From the entries below, please gather each line containing the string "instance".
BEGIN Provided records
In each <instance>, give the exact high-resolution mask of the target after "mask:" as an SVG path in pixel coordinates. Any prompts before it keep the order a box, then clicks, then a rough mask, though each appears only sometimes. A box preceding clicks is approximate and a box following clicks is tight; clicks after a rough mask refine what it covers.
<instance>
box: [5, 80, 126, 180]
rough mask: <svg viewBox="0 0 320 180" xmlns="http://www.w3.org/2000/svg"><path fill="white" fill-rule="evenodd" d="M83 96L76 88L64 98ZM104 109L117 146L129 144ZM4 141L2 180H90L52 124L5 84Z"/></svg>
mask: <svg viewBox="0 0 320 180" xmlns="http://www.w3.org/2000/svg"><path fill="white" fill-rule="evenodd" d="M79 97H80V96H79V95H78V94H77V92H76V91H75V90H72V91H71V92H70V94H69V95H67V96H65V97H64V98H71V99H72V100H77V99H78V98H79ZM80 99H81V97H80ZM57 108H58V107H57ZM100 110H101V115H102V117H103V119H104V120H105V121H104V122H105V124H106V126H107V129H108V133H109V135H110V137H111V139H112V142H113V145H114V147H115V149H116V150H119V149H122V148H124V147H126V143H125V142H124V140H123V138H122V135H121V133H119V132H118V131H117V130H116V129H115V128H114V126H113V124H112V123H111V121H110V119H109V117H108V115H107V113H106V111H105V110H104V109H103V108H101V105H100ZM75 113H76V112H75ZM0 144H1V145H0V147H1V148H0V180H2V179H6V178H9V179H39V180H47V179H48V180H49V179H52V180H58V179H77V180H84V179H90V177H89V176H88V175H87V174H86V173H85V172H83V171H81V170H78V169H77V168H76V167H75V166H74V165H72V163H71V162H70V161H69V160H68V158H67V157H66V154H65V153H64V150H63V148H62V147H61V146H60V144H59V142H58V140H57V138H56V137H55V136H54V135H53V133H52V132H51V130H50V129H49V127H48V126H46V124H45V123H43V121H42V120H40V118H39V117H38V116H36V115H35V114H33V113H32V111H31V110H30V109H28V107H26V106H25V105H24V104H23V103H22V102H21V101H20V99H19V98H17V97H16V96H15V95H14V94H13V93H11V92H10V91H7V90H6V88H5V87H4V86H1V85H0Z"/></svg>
END Provided records
Response below —
In each <instance>, give the exact high-resolution mask of the target after "mask:" as an SVG path in pixel coordinates. Any prompts before it keep the order a box, then clicks, then a rough mask, though each appears only sometimes. A box preceding clicks is approximate and a box following clicks is tight; clicks after a rough mask refine what it covers.
<instance>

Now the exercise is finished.